[Box-labeled dataset extracts]
----

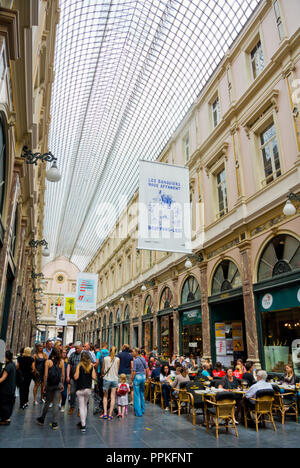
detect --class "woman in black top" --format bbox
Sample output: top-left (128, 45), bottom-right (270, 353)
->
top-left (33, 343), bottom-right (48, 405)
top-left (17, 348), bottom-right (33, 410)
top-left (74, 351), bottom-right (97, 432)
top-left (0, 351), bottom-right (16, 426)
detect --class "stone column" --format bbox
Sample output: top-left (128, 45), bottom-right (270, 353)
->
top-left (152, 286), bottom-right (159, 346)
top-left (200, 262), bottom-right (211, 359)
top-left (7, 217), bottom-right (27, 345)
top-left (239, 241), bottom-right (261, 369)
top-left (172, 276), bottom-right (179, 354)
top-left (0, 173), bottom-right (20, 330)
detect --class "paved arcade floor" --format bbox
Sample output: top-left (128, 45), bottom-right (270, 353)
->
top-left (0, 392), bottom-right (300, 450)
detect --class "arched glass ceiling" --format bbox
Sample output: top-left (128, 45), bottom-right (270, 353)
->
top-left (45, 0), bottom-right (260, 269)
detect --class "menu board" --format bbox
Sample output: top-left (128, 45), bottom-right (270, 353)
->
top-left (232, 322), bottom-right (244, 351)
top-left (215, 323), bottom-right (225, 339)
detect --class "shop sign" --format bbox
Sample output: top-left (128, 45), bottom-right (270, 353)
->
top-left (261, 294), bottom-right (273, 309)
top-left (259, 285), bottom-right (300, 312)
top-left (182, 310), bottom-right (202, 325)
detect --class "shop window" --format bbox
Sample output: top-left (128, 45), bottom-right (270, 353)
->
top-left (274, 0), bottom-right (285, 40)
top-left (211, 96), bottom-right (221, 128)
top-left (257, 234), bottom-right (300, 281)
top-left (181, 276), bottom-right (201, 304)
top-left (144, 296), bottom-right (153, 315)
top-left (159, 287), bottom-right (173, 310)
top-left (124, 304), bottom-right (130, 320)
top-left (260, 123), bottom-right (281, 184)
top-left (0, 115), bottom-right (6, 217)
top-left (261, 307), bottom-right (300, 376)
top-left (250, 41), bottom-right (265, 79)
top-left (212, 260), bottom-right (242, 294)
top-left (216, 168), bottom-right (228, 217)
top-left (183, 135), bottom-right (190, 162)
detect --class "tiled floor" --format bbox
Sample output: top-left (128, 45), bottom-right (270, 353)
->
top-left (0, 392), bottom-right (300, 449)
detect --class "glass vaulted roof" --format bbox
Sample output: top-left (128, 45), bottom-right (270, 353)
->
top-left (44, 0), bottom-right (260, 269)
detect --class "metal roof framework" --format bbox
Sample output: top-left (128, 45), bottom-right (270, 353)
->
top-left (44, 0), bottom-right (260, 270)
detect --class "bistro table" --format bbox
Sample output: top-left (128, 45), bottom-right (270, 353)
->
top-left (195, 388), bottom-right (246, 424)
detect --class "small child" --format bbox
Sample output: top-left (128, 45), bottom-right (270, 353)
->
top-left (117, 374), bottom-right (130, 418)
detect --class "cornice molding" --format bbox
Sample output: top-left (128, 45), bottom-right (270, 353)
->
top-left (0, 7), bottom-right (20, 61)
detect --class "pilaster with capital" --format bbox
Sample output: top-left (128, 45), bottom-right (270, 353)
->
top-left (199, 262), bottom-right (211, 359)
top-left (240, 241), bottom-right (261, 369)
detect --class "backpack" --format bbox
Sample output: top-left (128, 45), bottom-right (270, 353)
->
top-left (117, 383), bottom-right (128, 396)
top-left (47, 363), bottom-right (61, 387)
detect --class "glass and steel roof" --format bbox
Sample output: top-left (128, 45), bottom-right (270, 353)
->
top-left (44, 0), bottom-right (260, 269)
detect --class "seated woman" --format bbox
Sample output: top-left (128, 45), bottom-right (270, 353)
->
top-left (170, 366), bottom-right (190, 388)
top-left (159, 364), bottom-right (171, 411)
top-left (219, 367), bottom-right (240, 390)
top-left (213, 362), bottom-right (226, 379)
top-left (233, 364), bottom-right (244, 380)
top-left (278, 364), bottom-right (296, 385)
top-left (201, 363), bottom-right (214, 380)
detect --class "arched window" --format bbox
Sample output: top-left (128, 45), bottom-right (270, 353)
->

----

**What is expected:**
Show each line of the rows above that contains the word "roof". Case counts.

**Task response:**
detect --class "glass vaulted roof" --format bbox
detect --class "metal roof framework" --format bbox
detect --class "glass and steel roof" --format bbox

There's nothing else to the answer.